Image-grounded pointing data:
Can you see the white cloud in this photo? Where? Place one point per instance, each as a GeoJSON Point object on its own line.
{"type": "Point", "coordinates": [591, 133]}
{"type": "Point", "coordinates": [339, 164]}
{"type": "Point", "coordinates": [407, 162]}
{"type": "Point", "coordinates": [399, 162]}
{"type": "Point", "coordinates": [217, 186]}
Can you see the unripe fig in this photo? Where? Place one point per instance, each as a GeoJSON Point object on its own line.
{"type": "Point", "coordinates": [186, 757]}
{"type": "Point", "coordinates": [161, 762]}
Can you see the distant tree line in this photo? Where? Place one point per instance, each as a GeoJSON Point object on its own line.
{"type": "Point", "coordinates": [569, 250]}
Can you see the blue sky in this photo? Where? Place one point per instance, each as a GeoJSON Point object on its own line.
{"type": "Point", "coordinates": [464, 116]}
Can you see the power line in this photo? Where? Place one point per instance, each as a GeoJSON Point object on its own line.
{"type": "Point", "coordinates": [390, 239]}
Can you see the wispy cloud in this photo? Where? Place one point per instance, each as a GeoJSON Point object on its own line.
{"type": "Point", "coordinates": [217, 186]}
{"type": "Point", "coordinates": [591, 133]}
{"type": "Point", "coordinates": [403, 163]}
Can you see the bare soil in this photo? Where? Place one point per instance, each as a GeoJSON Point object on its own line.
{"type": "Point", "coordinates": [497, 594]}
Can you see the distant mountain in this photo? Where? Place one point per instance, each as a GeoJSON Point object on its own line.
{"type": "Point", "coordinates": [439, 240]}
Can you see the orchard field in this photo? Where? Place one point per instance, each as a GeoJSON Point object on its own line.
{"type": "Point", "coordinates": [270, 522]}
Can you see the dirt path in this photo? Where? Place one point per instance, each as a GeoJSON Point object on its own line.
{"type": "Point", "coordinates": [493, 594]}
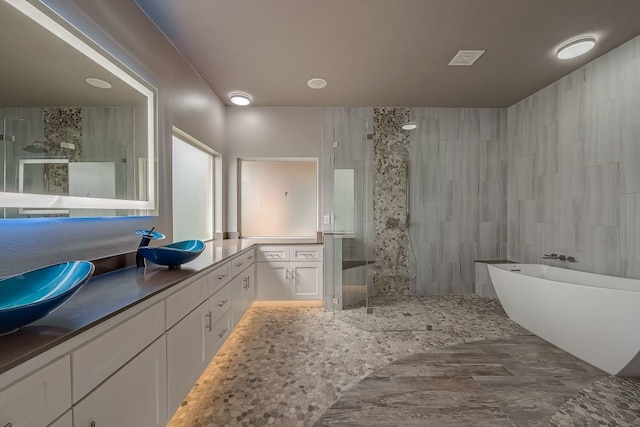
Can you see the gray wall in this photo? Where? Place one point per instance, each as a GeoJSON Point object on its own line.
{"type": "Point", "coordinates": [457, 170]}
{"type": "Point", "coordinates": [574, 168]}
{"type": "Point", "coordinates": [269, 132]}
{"type": "Point", "coordinates": [184, 100]}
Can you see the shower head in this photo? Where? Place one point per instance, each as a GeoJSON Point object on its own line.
{"type": "Point", "coordinates": [36, 147]}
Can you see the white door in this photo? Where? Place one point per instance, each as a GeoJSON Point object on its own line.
{"type": "Point", "coordinates": [306, 280]}
{"type": "Point", "coordinates": [136, 395]}
{"type": "Point", "coordinates": [273, 281]}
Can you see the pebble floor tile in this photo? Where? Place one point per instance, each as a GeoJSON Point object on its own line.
{"type": "Point", "coordinates": [288, 365]}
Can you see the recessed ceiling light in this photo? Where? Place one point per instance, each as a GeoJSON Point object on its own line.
{"type": "Point", "coordinates": [317, 83]}
{"type": "Point", "coordinates": [410, 125]}
{"type": "Point", "coordinates": [240, 99]}
{"type": "Point", "coordinates": [466, 57]}
{"type": "Point", "coordinates": [99, 83]}
{"type": "Point", "coordinates": [576, 47]}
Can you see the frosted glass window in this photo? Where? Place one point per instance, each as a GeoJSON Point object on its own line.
{"type": "Point", "coordinates": [344, 199]}
{"type": "Point", "coordinates": [192, 192]}
{"type": "Point", "coordinates": [278, 198]}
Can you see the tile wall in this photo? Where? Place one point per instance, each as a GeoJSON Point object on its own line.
{"type": "Point", "coordinates": [574, 168]}
{"type": "Point", "coordinates": [457, 170]}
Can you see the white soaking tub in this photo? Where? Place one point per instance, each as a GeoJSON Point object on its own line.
{"type": "Point", "coordinates": [592, 316]}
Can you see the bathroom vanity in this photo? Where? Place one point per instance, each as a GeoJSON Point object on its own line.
{"type": "Point", "coordinates": [130, 345]}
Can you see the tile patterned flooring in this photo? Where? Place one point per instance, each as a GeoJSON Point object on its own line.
{"type": "Point", "coordinates": [288, 365]}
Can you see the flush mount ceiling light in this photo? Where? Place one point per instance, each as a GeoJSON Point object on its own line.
{"type": "Point", "coordinates": [317, 83]}
{"type": "Point", "coordinates": [99, 83]}
{"type": "Point", "coordinates": [240, 99]}
{"type": "Point", "coordinates": [576, 47]}
{"type": "Point", "coordinates": [410, 125]}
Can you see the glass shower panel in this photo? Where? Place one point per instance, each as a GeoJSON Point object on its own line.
{"type": "Point", "coordinates": [348, 225]}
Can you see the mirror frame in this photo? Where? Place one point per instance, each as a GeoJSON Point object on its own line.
{"type": "Point", "coordinates": [25, 200]}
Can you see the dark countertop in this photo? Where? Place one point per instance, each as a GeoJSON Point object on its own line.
{"type": "Point", "coordinates": [109, 294]}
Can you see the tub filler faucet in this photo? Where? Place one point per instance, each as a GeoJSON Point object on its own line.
{"type": "Point", "coordinates": [559, 257]}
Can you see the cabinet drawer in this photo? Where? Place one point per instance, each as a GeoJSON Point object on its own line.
{"type": "Point", "coordinates": [65, 421]}
{"type": "Point", "coordinates": [237, 265]}
{"type": "Point", "coordinates": [306, 253]}
{"type": "Point", "coordinates": [273, 253]}
{"type": "Point", "coordinates": [38, 399]}
{"type": "Point", "coordinates": [219, 303]}
{"type": "Point", "coordinates": [185, 300]}
{"type": "Point", "coordinates": [250, 257]}
{"type": "Point", "coordinates": [96, 361]}
{"type": "Point", "coordinates": [218, 277]}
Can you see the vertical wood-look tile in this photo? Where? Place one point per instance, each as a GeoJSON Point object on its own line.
{"type": "Point", "coordinates": [602, 195]}
{"type": "Point", "coordinates": [630, 159]}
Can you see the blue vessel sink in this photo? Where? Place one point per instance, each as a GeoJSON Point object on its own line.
{"type": "Point", "coordinates": [174, 254]}
{"type": "Point", "coordinates": [27, 297]}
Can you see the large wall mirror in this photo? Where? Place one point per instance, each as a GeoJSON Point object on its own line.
{"type": "Point", "coordinates": [77, 129]}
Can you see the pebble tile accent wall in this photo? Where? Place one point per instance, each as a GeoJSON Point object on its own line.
{"type": "Point", "coordinates": [574, 168]}
{"type": "Point", "coordinates": [391, 238]}
{"type": "Point", "coordinates": [61, 124]}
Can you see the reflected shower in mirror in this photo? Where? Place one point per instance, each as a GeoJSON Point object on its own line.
{"type": "Point", "coordinates": [76, 129]}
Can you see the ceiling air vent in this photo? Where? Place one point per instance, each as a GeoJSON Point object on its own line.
{"type": "Point", "coordinates": [466, 57]}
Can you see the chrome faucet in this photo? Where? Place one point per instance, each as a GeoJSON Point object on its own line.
{"type": "Point", "coordinates": [560, 257]}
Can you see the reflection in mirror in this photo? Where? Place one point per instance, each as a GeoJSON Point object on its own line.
{"type": "Point", "coordinates": [76, 130]}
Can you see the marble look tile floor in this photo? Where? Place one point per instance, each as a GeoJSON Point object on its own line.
{"type": "Point", "coordinates": [287, 365]}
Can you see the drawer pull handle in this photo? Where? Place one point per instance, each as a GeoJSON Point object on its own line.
{"type": "Point", "coordinates": [209, 317]}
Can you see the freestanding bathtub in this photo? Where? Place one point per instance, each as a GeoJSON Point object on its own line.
{"type": "Point", "coordinates": [594, 317]}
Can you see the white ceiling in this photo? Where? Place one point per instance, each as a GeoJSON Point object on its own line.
{"type": "Point", "coordinates": [386, 52]}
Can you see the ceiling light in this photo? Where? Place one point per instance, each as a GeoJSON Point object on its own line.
{"type": "Point", "coordinates": [240, 99]}
{"type": "Point", "coordinates": [317, 83]}
{"type": "Point", "coordinates": [99, 83]}
{"type": "Point", "coordinates": [576, 47]}
{"type": "Point", "coordinates": [466, 57]}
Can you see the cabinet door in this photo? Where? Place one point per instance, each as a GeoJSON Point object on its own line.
{"type": "Point", "coordinates": [273, 281]}
{"type": "Point", "coordinates": [306, 280]}
{"type": "Point", "coordinates": [237, 306]}
{"type": "Point", "coordinates": [38, 399]}
{"type": "Point", "coordinates": [136, 395]}
{"type": "Point", "coordinates": [249, 288]}
{"type": "Point", "coordinates": [186, 354]}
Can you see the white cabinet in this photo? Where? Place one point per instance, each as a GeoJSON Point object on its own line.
{"type": "Point", "coordinates": [98, 359]}
{"type": "Point", "coordinates": [133, 396]}
{"type": "Point", "coordinates": [306, 280]}
{"type": "Point", "coordinates": [64, 421]}
{"type": "Point", "coordinates": [38, 399]}
{"type": "Point", "coordinates": [273, 281]}
{"type": "Point", "coordinates": [296, 275]}
{"type": "Point", "coordinates": [186, 354]}
{"type": "Point", "coordinates": [248, 287]}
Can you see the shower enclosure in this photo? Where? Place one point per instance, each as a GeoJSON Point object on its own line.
{"type": "Point", "coordinates": [67, 151]}
{"type": "Point", "coordinates": [367, 213]}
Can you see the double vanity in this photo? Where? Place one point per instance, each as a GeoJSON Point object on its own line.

→ Task prompt: All lines from the one containing "Can you see the shower enclosure" to the end of the records are to be duplicated exactly, and no other lines are to be given.

→ Solution to this task:
Can you see the shower enclosure in this photo? Where? Place one point per instance, each as a GeoJSON Point object on its own line.
{"type": "Point", "coordinates": [67, 151]}
{"type": "Point", "coordinates": [367, 213]}
Can you see the double vanity in this photo? Where? Place one point per instance, each as a GeoJSON Point object on its own line.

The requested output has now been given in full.